### [WRITTEN EXERCISE]
In the records below, swap "Annotation scope" for "Labeling scope" and write the records out again with nothing else changed. Omit the pictures from your answer.

### [INPUT]
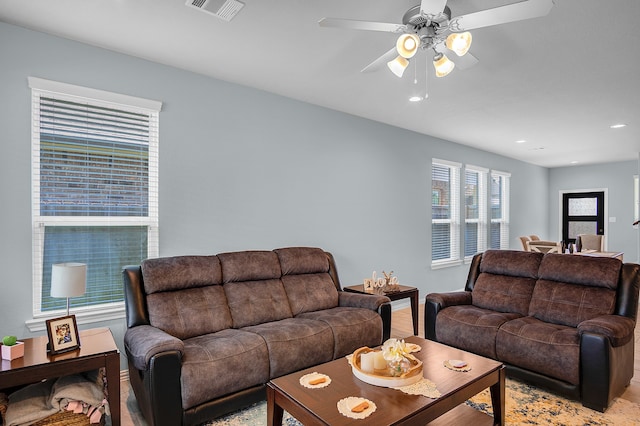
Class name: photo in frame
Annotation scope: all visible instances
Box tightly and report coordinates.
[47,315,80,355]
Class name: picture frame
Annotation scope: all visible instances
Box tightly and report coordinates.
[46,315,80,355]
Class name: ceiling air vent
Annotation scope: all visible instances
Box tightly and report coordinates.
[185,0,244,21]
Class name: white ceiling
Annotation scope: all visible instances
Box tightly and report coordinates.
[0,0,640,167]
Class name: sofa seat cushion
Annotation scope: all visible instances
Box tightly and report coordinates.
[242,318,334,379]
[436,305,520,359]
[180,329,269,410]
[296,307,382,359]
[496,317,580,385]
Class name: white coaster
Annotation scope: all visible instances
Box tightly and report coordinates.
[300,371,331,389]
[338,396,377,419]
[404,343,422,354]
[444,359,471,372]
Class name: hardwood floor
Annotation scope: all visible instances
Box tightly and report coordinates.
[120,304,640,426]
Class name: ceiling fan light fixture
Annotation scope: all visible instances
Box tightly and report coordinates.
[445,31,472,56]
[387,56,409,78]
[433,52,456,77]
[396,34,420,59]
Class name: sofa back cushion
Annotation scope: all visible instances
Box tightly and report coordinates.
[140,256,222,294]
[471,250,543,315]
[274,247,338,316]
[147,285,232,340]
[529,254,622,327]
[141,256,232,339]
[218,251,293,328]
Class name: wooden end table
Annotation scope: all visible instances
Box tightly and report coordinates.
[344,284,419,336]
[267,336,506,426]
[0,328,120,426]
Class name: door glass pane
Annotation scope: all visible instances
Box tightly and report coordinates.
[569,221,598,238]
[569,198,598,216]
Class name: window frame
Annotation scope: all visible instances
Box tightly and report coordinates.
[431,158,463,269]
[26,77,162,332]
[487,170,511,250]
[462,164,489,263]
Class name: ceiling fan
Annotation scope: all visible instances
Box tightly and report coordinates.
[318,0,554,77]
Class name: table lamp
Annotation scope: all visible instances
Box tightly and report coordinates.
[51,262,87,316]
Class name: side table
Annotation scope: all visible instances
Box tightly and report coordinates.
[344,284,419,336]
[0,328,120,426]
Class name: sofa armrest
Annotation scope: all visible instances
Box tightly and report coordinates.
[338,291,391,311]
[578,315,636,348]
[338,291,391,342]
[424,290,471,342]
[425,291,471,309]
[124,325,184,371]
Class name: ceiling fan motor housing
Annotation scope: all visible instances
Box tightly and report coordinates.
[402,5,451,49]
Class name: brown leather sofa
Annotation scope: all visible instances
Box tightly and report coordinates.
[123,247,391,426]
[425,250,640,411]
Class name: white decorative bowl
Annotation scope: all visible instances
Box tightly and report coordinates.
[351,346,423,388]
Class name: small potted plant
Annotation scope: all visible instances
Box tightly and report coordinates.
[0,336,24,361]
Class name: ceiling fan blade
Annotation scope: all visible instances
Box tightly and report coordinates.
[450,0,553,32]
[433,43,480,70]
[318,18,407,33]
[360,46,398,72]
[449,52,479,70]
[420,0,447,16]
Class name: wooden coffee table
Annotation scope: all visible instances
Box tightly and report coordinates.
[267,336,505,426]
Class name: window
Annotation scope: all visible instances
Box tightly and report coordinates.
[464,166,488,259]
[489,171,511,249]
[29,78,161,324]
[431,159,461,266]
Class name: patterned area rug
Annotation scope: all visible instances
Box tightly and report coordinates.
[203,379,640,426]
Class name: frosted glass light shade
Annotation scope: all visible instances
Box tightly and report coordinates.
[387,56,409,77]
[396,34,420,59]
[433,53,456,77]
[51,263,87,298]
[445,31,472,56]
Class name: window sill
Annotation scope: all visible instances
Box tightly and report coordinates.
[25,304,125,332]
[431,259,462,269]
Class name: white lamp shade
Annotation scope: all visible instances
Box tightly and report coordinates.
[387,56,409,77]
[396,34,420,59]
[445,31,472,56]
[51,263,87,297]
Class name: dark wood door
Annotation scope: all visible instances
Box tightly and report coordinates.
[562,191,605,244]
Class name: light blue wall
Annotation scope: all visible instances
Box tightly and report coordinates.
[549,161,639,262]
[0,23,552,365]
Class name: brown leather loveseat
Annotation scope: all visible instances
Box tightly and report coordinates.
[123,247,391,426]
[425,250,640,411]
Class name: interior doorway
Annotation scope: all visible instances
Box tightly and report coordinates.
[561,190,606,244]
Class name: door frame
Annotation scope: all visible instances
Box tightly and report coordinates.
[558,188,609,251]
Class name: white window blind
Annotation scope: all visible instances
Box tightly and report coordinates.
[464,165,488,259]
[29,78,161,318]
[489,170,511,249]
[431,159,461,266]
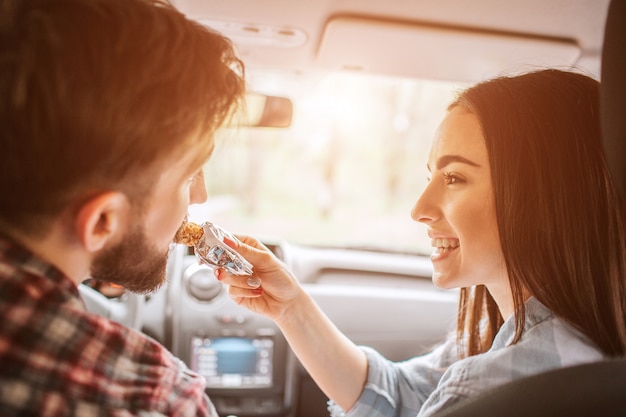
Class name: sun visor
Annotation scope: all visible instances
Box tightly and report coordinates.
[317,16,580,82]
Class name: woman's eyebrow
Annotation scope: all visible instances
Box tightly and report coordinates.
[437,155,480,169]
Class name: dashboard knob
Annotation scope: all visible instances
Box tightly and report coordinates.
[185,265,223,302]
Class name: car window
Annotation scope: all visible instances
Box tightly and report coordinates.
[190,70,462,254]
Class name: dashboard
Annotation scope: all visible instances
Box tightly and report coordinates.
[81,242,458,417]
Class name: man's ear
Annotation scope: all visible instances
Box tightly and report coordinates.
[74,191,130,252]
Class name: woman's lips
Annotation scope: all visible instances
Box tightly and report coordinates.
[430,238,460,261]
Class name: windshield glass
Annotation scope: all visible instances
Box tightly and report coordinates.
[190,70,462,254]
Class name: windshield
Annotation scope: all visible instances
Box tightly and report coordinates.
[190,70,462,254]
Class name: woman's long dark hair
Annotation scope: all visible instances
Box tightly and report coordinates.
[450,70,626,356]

### [TASK ANSWER]
Class name: photo in frame
Labeling scope: all visible instances
Box tightly and report coordinates.
[47,315,80,355]
Class name: picture frame
Labeling scope: all visible instances
Box tightly and report coordinates.
[46,315,80,355]
Class name: ceiling air vent
Labeling scope: all visible instances
Box tightly and report coordinates.
[185,0,244,21]
Class name: white ceiling
Labeling scope: all visible instances
Box tightly and report coordinates.
[0,0,640,167]
Class name: sofa seat cushion
Labeling scope: all visible instances
Box tightly and report coordinates.
[242,318,334,379]
[436,305,520,359]
[180,329,269,410]
[296,307,382,359]
[496,317,580,385]
Class name: white coaster
Labeling scope: all visible instances
Box tightly and report coordinates.
[300,371,331,389]
[338,396,377,419]
[404,343,422,354]
[444,359,471,372]
Class name: hardwood floor
Labeling scope: all visible instances
Box tightly and report coordinates.
[120,304,640,426]
Class name: ceiling fan light fixture
Labeling scope: all visible instances
Box tightly and report coordinates.
[445,31,472,56]
[387,56,409,78]
[433,52,456,77]
[396,34,420,59]
Class name: sofa back cushion
Labeling scope: all visible instances
Box tightly and report coordinates.
[140,256,222,294]
[471,250,543,315]
[274,247,338,316]
[147,285,232,340]
[529,254,622,327]
[141,256,232,339]
[218,251,293,328]
Class name: wooden end table
Labeling scope: all visible instances
Box tightly and report coordinates.
[344,284,419,336]
[267,336,506,426]
[0,328,120,426]
Class name: door glass pane
Labeling scope: all visible instances
Box tightly and report coordinates.
[569,221,598,238]
[569,198,598,216]
Class name: window frame
Labeling scope: all visible instances
Box tightly and report coordinates.
[431,158,463,269]
[26,77,162,332]
[487,170,511,250]
[462,164,489,263]
Class name: ceiling fan
Labeling scope: all visible instances
Box tightly and report coordinates.
[318,0,554,77]
Class name: table lamp
Labeling scope: all visible instances
Box tightly and report coordinates.
[51,262,87,316]
Class name: side table
Labeling scope: all visible instances
Box tightly and report coordinates.
[344,284,419,336]
[0,328,120,426]
Class name: sofa armrest
Labeling scope: all visible instances
Box tightly and report coordinates.
[338,291,391,311]
[578,315,636,348]
[338,291,391,342]
[424,290,471,342]
[425,291,471,309]
[124,325,184,371]
Class name: ceiling fan motor housing
Labeling scope: all visible instances
Box tightly and report coordinates.
[402,5,451,49]
Class name: brown leather sofa
Labeling scope: all visible instances
Box tightly and report coordinates.
[123,247,391,426]
[425,250,640,411]
Class name: white decorative bowl
Labeling scope: all visible instances
Box tightly and report coordinates.
[351,346,423,388]
Class name: small potted plant
Labeling scope: all visible instances
Box tightly and report coordinates.
[0,336,24,361]
Class name: ceiling fan blade
Labeling scope: all visible instances
Box tightly and report coordinates.
[450,0,553,32]
[433,43,480,70]
[318,18,407,33]
[360,46,398,72]
[449,52,479,70]
[420,0,447,16]
Class name: wooden coffee table
Labeling scope: all visible instances
Box tightly and report coordinates.
[267,336,505,426]
Class name: window
Labeling scope: all visible instances
Box tightly and report coordinates.
[464,166,488,259]
[489,171,511,249]
[29,78,161,324]
[431,159,461,266]
Class name: patterned area rug
Labeling scope: all visible instances
Box tightly and report coordinates.
[203,379,640,426]
Class name: frosted glass light shade
Labeling scope: all visible instances
Box tightly and report coordinates.
[387,56,409,77]
[396,34,420,59]
[433,53,456,77]
[51,263,87,298]
[445,31,472,56]
Class name: window sill
Labeling scope: all visible instances
Box tightly and report coordinates.
[25,304,125,332]
[431,259,462,269]
Class name: white lamp shade
Labeling scope: all visible instances
Box tightly and report coordinates.
[387,56,409,77]
[396,34,420,59]
[445,31,472,56]
[51,263,87,297]
Class name: dark wood door
Labeling scope: all visible instances
Box tightly and report coordinates.
[562,191,605,244]
Class name: light blue wall
Labeling scope: all visible instances
Box tightly and report coordinates.
[549,161,639,262]
[0,23,552,365]
Class name: brown leather loveseat
Labeling scope: all visible instances
Box tightly and report coordinates.
[123,247,391,426]
[425,250,640,411]
Class name: interior doorway
Labeling scope: all visible instances
Box tightly and report coordinates.
[561,190,606,244]
Class name: door frame
Labeling scope: all visible instances
Box tightly and report coordinates.
[558,188,609,251]
Class name: white window blind
Labeling scope: all visible instances
Box tightly and report coordinates.
[464,165,488,259]
[29,78,161,318]
[489,170,511,249]
[431,159,461,266]
Class name: sun visor
Labeling scope: all visible instances
Box tightly and report coordinates.
[317,16,580,82]
Class name: woman's eyebrow
Labeling scope: all visible instances
Box tightly and report coordinates.
[437,155,480,169]
Class name: dashboard knob
Labeling scope: all visible instances
Box tightly and report coordinates.
[185,265,223,302]
Class name: car window
Labeling scope: all visible instances
Box tightly and report coordinates.
[190,70,462,254]
Class name: dashboard
Labeling scope: all visible instances
Box tightly and report coordinates.
[81,242,458,417]
Class name: man's ear
Labeling scope: all visible instances
Box tightly and report coordinates.
[74,191,130,252]
Class name: woman's lips
Labeling scope: all visible instances
Box tightly and report coordinates.
[430,238,460,261]
Class name: windshield glass
Labeling scope: all visible instances
Box tightly and report coordinates.
[190,70,462,254]
Class name: windshield
Labeling scope: all visible instances
Box tightly and report coordinates.
[190,70,462,254]
Class name: woman's long dark hair
Labeling scope: all visible instances
Box tightly and report coordinates.
[450,70,626,356]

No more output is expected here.